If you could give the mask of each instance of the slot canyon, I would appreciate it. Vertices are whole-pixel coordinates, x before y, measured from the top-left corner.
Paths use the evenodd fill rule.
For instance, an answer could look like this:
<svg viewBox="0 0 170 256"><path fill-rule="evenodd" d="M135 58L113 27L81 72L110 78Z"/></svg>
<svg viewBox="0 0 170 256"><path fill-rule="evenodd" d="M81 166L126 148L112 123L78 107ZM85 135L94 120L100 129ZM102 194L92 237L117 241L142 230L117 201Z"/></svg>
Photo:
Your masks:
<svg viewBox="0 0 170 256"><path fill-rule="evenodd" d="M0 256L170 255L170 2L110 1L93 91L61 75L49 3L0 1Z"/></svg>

--

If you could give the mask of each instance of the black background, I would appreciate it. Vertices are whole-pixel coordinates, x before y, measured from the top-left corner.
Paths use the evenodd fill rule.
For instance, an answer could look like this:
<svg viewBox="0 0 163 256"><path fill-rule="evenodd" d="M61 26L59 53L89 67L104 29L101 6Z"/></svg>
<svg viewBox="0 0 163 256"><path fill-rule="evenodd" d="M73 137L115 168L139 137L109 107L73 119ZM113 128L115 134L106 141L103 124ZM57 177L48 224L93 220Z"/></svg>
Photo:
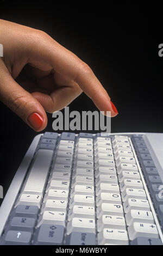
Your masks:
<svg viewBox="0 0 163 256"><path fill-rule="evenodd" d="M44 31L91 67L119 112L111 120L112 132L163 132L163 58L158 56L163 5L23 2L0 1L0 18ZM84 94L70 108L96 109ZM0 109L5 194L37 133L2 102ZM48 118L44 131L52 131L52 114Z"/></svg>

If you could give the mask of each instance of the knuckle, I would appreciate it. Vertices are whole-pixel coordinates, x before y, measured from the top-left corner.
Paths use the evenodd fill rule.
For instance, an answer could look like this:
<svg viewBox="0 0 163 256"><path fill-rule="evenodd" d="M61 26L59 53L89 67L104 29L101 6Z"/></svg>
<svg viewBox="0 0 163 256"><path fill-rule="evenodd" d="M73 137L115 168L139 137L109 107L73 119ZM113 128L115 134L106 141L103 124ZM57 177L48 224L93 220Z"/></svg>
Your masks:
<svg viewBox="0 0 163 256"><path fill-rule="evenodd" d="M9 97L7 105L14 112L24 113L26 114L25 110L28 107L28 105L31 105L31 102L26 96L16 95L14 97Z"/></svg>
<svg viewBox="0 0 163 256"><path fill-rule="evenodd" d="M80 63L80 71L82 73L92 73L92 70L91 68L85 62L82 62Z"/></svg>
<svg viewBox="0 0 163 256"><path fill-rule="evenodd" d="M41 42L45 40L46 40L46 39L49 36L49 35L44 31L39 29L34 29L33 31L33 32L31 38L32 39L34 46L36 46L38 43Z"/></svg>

==

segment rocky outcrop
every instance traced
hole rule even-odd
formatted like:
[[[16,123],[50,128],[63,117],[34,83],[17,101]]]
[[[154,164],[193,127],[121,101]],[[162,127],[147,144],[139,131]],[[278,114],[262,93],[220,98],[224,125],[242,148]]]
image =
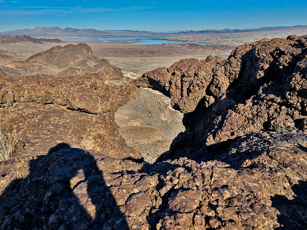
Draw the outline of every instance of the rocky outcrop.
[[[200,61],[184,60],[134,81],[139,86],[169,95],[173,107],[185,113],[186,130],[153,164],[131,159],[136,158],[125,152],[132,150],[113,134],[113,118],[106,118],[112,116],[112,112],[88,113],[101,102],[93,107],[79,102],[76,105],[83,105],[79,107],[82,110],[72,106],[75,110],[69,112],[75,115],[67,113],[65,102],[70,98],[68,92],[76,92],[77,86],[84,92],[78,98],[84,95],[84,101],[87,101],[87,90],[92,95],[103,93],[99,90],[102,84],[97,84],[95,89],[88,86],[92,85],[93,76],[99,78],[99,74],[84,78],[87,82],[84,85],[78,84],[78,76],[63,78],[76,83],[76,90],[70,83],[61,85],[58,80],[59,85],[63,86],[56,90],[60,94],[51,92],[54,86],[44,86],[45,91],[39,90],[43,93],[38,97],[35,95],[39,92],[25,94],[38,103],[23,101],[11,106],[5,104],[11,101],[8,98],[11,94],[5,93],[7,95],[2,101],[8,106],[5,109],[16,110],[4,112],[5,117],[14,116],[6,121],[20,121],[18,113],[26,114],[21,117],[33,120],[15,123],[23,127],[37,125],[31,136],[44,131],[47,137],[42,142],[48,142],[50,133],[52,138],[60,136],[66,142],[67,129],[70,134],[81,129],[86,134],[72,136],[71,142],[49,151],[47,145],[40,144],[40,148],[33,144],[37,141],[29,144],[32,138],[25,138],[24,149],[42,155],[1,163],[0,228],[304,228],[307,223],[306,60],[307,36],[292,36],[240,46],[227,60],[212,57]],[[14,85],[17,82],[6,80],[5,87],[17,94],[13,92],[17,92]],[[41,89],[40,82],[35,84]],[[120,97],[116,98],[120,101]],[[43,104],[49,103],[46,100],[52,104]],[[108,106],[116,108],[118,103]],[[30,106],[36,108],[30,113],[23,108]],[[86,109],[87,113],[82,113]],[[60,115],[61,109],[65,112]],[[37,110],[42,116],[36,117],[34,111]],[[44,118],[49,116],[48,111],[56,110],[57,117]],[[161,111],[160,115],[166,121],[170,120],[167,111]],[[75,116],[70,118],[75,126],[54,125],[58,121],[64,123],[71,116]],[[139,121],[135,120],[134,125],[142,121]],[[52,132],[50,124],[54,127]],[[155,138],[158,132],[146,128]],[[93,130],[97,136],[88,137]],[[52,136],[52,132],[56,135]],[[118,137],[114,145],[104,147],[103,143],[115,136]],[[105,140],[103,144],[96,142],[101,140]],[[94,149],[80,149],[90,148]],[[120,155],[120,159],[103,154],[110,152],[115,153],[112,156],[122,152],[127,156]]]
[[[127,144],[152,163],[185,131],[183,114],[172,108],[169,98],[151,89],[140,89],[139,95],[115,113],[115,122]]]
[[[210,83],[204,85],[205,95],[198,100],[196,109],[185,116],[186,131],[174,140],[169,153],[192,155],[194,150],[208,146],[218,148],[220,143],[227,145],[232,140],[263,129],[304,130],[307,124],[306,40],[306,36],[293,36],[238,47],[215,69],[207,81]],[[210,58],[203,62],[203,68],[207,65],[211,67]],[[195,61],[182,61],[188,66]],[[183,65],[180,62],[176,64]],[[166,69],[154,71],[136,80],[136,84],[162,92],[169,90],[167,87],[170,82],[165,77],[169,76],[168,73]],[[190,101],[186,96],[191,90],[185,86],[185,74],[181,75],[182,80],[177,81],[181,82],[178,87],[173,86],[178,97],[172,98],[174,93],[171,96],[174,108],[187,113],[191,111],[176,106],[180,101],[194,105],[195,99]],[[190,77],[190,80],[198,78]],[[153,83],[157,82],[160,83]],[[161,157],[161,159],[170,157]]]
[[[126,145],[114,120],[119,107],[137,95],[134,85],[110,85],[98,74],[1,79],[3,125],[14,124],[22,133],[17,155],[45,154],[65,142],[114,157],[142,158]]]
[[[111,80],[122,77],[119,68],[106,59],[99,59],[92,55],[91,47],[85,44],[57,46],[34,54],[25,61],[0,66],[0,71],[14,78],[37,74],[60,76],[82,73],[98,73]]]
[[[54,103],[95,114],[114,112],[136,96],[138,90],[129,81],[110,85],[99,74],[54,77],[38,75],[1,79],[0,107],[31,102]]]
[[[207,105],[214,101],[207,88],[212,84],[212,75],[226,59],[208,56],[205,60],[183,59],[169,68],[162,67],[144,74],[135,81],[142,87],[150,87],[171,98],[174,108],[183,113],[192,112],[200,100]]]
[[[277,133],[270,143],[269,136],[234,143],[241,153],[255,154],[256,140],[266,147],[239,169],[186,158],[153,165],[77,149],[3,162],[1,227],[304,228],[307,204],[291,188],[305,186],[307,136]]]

> _EXERCISE GOAL_
Can you revise the records from the line that has "of the slot" through the line that has "256L170 255L170 2L110", replacing "canyon" with "gorge" and leaving everything else unchanged?

> _CORRECT RESPONSE_
If you could give the mask of each instance of the slot gorge, I would appreciate it. Vertices are whole-pixel coordinates, x before y, measured from the top-left corner.
Paths use the evenodd fill rule.
For instance, an answer could look like this:
<svg viewBox="0 0 170 256"><path fill-rule="evenodd" d="M135 58L113 27L81 72L110 78Z"/></svg>
<svg viewBox="0 0 170 256"><path fill-rule="evenodd" d="M81 166L126 148L112 123L78 107ZM85 135L94 120L100 129ZM102 194L92 237L117 241L142 230L117 201Z"/></svg>
Photo:
Your masks:
<svg viewBox="0 0 170 256"><path fill-rule="evenodd" d="M0 256L170 255L170 2L110 1L93 91L61 75L49 3L0 1Z"/></svg>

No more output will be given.